#### Exercise materials:
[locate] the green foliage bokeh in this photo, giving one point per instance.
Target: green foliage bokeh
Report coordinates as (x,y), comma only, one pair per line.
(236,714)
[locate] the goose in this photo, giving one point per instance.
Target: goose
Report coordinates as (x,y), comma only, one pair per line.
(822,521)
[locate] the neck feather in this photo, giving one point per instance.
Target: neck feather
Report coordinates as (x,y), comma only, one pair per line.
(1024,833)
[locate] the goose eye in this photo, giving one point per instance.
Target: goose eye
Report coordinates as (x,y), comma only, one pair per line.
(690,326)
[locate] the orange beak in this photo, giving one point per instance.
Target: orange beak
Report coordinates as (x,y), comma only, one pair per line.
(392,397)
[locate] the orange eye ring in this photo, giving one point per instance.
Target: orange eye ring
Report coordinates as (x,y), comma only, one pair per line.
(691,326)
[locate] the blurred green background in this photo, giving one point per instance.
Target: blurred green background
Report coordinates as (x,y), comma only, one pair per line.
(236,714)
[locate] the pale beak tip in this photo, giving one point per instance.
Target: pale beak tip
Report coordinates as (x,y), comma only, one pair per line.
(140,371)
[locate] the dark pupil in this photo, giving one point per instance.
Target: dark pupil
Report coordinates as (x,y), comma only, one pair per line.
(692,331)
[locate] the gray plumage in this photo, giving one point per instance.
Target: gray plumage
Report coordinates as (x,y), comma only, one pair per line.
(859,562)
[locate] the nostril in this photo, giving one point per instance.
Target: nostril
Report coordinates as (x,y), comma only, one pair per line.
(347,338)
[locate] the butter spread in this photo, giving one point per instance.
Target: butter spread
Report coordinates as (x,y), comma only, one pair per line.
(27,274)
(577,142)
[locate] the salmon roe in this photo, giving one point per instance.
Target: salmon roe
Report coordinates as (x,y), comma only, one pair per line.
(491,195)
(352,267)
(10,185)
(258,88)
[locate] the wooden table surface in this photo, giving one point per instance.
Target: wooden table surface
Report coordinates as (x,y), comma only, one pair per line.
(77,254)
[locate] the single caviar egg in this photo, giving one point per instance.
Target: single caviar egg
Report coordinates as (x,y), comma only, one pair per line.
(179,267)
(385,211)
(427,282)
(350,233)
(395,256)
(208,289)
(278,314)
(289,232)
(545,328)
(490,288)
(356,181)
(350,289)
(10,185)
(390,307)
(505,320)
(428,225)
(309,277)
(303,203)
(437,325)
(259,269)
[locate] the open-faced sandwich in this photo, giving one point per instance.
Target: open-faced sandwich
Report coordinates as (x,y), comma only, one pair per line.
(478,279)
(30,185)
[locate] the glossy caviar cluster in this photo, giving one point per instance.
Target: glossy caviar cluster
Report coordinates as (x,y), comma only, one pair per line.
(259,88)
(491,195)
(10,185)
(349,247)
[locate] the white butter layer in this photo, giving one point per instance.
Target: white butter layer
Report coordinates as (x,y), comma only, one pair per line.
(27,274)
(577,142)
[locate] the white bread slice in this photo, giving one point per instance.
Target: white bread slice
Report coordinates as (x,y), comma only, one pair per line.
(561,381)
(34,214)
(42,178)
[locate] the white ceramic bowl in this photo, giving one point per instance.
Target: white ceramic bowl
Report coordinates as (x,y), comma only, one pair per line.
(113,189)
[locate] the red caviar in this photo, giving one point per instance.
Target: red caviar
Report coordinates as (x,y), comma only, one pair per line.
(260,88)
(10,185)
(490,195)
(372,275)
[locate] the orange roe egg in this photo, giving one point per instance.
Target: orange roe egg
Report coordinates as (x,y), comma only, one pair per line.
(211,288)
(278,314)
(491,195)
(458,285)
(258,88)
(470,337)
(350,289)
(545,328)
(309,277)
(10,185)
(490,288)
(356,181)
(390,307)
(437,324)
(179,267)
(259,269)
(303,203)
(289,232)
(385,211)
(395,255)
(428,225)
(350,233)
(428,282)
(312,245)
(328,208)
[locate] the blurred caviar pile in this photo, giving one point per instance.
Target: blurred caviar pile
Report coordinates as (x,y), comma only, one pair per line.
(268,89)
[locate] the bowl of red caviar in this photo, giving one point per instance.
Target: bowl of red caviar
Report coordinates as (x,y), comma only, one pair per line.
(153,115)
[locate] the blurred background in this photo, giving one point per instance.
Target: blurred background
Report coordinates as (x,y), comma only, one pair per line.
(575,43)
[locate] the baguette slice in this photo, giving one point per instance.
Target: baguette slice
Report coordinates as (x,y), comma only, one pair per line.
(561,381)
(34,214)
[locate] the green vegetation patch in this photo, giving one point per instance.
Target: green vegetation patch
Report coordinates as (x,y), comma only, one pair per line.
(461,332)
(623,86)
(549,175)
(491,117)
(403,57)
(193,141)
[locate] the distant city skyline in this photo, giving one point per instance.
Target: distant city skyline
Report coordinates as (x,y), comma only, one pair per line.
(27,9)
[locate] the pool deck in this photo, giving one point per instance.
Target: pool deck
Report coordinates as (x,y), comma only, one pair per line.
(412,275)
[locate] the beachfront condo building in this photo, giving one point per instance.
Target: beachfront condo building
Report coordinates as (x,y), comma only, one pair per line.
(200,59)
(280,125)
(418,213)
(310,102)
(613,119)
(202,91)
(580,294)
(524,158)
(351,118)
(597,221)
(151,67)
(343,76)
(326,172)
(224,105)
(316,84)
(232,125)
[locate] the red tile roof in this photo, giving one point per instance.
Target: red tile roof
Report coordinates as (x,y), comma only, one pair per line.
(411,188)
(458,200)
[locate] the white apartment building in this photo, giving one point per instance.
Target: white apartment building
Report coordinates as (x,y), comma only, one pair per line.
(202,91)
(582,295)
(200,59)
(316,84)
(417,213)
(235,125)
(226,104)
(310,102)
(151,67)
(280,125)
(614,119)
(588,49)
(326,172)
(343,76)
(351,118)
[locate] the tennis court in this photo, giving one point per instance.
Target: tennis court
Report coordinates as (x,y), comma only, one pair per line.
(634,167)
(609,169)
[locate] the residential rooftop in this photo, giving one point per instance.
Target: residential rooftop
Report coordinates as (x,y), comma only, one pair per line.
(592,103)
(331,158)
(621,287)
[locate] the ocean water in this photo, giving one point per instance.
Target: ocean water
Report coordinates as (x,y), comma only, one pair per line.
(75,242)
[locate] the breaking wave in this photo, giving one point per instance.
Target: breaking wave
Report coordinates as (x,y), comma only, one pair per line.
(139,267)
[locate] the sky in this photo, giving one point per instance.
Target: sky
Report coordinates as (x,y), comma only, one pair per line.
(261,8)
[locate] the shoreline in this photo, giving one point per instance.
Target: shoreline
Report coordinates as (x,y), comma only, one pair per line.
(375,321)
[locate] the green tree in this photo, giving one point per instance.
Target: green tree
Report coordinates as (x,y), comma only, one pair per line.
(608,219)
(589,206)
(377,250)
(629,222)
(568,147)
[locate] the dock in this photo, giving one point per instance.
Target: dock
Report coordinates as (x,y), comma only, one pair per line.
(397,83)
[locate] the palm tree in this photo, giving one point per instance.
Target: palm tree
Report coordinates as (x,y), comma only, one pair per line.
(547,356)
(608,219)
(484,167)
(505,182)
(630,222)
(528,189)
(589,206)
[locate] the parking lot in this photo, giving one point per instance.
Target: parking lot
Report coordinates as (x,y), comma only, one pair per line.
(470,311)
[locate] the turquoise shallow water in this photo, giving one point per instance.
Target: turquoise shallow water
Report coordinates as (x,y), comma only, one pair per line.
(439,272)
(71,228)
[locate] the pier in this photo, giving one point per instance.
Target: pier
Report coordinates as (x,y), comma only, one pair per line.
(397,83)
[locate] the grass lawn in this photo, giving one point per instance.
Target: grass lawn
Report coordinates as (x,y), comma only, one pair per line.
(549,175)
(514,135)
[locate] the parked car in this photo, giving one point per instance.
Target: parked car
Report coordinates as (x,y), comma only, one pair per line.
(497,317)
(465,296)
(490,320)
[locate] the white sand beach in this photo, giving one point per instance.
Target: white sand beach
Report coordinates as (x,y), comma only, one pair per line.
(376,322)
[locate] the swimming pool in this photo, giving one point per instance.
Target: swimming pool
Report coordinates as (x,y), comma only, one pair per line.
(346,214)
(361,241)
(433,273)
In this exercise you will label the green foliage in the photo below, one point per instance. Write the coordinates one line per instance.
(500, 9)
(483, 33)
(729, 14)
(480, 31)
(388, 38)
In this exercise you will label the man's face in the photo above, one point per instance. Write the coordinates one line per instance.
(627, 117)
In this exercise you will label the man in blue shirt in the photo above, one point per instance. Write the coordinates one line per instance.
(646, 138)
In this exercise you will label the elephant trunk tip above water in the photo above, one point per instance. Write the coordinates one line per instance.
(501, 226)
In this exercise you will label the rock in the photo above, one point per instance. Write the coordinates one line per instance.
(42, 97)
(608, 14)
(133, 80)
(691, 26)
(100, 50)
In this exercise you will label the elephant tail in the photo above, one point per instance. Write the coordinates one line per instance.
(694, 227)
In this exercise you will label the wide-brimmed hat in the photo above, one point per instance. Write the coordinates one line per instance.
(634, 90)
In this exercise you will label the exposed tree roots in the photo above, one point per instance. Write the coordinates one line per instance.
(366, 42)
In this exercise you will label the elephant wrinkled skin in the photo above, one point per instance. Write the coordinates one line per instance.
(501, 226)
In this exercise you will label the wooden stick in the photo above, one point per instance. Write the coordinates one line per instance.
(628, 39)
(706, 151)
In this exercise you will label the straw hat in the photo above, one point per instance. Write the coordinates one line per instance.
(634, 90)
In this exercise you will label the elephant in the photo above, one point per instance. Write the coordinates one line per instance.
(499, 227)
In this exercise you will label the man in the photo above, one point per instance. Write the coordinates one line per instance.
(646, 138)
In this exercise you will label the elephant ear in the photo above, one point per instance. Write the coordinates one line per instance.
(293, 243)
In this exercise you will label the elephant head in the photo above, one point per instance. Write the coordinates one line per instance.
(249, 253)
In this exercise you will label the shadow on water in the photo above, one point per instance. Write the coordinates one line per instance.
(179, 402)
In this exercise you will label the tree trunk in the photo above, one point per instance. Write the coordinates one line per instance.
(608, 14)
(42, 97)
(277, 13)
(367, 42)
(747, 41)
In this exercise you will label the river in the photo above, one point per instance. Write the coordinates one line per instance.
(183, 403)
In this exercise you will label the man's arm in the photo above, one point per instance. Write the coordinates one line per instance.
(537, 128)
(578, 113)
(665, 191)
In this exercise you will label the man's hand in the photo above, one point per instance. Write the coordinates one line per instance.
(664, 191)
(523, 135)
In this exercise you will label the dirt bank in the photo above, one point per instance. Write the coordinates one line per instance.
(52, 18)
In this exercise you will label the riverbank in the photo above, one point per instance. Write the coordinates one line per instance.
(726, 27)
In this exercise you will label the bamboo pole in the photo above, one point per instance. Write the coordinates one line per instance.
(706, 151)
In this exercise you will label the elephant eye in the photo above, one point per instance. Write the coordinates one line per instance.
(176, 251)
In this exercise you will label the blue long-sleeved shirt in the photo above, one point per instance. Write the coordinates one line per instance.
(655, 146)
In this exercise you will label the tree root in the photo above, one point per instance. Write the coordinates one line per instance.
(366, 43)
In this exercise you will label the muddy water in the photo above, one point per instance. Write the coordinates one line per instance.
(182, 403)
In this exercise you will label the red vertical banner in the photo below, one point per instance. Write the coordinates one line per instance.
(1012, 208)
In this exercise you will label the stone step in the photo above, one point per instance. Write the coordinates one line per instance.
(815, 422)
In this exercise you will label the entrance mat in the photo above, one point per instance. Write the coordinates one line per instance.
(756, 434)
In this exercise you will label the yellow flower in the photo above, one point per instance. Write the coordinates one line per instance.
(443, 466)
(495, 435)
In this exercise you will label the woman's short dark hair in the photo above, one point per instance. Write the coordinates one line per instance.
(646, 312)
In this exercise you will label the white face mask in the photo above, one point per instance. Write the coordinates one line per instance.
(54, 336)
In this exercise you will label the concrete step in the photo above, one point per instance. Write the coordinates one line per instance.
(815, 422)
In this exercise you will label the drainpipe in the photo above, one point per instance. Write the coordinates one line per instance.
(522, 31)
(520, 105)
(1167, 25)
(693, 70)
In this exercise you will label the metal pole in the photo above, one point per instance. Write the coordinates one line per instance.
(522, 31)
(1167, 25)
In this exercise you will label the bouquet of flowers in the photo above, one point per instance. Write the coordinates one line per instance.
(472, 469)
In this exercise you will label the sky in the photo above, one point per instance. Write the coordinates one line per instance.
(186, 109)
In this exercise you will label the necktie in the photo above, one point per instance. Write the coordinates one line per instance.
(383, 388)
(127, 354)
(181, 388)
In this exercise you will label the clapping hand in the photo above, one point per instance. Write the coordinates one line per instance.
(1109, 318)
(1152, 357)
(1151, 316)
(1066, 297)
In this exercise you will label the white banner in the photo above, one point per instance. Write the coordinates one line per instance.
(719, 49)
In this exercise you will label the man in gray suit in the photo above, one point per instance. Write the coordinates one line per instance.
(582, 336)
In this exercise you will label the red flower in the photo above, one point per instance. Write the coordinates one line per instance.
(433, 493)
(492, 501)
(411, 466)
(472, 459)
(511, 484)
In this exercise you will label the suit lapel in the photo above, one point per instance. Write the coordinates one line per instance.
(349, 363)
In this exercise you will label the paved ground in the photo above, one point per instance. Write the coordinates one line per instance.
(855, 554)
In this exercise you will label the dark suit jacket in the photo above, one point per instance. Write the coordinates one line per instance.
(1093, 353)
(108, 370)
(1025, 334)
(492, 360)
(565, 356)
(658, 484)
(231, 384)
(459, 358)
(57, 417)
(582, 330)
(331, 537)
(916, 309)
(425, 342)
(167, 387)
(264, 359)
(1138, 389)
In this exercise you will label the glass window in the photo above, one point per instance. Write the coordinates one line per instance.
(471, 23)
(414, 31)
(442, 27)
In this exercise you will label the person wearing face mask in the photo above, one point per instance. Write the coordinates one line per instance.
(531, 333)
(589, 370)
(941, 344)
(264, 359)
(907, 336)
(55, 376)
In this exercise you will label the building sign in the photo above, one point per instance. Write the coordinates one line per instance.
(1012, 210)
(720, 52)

#### Required task:
Render the items above as a JSON list of strings, one string per line, with blank lines left out. Begin with the line containing "In this exercise you will label the dark" and continue through the final line of the items, including both.

#### Written solution:
[
  "In this exercise you will label the dark suit jacket in the photo above, one point per instance. Write the coordinates one line per instance.",
  "(1093, 353)",
  "(108, 370)",
  "(1025, 334)",
  "(492, 360)",
  "(565, 356)",
  "(658, 484)",
  "(231, 384)",
  "(459, 358)",
  "(57, 417)",
  "(582, 330)",
  "(331, 537)",
  "(916, 309)",
  "(425, 342)",
  "(167, 387)",
  "(264, 359)",
  "(1138, 389)",
  "In this exercise you will label the glass window in the photo above, one point per instance. Write the coordinates one line per instance.",
  "(471, 23)",
  "(414, 31)",
  "(442, 27)",
  "In this exercise you will label the person wearing face mask in the photo above, one point per instance. Write the coordinates one line per instance.",
  "(531, 333)",
  "(589, 370)",
  "(941, 344)",
  "(264, 359)",
  "(907, 336)",
  "(55, 376)",
  "In this exercise you will label the building sign in the photo above, one point per instance. Write the coordinates one line per instance.",
  "(1012, 210)",
  "(720, 52)"
]